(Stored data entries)
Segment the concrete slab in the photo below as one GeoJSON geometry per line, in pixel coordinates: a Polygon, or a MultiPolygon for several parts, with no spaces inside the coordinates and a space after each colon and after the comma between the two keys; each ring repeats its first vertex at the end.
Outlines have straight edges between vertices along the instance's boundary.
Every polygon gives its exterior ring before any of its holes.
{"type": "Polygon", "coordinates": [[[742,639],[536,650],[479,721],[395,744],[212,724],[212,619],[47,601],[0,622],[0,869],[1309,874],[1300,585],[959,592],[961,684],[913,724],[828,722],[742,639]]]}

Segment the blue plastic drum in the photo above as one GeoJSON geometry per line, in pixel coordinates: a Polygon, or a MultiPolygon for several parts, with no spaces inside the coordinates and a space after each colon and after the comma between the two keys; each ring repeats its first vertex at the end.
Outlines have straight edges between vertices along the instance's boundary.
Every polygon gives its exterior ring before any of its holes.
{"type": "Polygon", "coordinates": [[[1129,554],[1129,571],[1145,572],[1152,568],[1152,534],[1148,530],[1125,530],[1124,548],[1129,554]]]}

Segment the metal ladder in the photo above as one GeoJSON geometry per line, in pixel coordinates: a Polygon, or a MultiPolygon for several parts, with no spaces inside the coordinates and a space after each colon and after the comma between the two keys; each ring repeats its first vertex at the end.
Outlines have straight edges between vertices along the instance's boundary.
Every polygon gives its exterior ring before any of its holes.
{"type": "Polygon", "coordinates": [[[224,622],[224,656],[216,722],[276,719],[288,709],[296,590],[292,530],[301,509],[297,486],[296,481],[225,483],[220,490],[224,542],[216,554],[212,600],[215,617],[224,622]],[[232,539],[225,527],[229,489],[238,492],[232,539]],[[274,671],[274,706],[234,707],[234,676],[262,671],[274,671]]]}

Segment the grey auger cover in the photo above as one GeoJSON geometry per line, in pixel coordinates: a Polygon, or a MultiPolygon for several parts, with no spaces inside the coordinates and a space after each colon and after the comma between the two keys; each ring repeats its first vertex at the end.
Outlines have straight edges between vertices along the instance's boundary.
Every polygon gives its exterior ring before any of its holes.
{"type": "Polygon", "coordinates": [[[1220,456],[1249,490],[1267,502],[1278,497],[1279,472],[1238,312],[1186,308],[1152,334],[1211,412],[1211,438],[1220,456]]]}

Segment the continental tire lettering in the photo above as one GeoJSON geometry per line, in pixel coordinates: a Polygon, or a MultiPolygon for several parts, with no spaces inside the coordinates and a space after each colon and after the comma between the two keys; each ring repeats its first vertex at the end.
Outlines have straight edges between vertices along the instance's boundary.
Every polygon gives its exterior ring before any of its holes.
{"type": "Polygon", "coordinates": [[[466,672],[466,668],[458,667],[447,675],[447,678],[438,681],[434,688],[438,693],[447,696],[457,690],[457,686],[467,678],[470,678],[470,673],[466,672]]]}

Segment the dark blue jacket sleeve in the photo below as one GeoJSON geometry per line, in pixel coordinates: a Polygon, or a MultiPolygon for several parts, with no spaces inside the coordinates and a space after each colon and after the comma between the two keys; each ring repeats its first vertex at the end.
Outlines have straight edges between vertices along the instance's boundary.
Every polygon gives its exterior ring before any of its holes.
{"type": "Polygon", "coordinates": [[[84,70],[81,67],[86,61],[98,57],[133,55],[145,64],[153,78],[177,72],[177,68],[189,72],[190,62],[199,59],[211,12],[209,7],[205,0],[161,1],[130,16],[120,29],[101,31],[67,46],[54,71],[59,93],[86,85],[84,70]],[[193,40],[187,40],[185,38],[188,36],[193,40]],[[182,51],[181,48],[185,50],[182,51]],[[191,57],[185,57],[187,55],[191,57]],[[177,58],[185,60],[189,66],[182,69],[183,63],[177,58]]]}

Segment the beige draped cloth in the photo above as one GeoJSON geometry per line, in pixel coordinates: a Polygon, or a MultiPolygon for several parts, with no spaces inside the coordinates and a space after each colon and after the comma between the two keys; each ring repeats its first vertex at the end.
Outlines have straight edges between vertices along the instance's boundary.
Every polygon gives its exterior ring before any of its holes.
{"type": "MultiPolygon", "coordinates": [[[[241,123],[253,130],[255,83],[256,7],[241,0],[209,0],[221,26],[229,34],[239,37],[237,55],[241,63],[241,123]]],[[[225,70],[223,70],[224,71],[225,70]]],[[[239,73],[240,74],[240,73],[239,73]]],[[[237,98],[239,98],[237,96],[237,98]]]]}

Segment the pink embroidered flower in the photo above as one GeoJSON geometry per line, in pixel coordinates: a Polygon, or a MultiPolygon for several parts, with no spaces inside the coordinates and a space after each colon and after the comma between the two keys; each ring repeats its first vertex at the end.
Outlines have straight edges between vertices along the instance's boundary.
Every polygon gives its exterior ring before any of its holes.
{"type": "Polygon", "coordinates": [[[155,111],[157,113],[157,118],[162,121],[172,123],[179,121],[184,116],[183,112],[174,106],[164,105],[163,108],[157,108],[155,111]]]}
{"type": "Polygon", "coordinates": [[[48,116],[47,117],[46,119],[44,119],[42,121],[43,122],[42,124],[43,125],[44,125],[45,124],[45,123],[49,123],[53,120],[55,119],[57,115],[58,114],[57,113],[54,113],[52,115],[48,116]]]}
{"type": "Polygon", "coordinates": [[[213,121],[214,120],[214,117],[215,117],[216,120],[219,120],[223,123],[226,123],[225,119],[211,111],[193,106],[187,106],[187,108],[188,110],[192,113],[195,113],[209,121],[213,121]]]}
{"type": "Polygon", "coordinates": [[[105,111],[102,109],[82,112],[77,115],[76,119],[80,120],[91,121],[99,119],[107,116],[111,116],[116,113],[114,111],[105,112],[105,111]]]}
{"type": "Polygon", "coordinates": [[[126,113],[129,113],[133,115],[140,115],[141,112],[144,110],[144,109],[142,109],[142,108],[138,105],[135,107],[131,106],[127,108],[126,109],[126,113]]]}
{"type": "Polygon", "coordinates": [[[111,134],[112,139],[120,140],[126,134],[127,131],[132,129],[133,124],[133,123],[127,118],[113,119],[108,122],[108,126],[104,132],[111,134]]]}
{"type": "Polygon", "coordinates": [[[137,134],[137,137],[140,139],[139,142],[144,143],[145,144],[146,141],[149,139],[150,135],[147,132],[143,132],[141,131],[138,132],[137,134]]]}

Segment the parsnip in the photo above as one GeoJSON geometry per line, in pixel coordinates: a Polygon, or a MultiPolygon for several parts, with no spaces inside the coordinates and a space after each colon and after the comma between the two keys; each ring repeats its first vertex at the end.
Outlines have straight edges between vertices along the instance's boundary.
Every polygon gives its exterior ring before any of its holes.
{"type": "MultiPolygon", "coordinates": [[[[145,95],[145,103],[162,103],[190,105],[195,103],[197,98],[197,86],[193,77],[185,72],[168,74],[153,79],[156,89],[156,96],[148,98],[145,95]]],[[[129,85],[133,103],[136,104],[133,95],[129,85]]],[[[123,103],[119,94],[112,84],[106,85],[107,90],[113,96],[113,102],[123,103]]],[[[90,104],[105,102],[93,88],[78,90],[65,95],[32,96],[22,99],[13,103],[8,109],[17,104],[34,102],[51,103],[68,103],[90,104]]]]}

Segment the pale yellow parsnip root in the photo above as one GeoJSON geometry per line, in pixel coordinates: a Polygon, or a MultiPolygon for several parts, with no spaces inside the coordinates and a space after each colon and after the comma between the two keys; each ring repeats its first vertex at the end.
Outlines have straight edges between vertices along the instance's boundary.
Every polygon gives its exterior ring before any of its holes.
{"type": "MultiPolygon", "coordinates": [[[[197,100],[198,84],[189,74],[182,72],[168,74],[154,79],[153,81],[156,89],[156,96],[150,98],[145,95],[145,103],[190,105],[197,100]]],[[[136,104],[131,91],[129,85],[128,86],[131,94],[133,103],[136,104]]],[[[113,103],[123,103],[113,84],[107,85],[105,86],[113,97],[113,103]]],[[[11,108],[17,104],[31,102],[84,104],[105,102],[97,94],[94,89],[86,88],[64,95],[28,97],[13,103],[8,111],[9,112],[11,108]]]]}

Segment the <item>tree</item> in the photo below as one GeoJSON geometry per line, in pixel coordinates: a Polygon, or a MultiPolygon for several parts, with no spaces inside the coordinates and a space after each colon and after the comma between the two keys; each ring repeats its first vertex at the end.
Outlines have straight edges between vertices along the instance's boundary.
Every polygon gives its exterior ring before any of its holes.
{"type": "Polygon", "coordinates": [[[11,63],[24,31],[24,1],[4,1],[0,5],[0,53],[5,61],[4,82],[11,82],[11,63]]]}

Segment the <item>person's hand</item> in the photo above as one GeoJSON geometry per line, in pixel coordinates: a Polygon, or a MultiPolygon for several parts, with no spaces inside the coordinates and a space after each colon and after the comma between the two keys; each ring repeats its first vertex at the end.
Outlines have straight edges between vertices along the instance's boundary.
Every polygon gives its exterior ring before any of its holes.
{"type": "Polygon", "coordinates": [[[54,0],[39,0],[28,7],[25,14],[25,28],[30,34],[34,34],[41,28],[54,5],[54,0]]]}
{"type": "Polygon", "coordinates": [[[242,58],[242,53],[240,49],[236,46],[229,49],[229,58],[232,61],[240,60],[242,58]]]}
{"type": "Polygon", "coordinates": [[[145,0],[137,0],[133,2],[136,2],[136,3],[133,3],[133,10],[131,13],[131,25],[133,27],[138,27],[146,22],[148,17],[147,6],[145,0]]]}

Task requirements: Count the lines of the data above that contain the string "dark", treating case as significant, and give only the number.

Answer to this problem: 1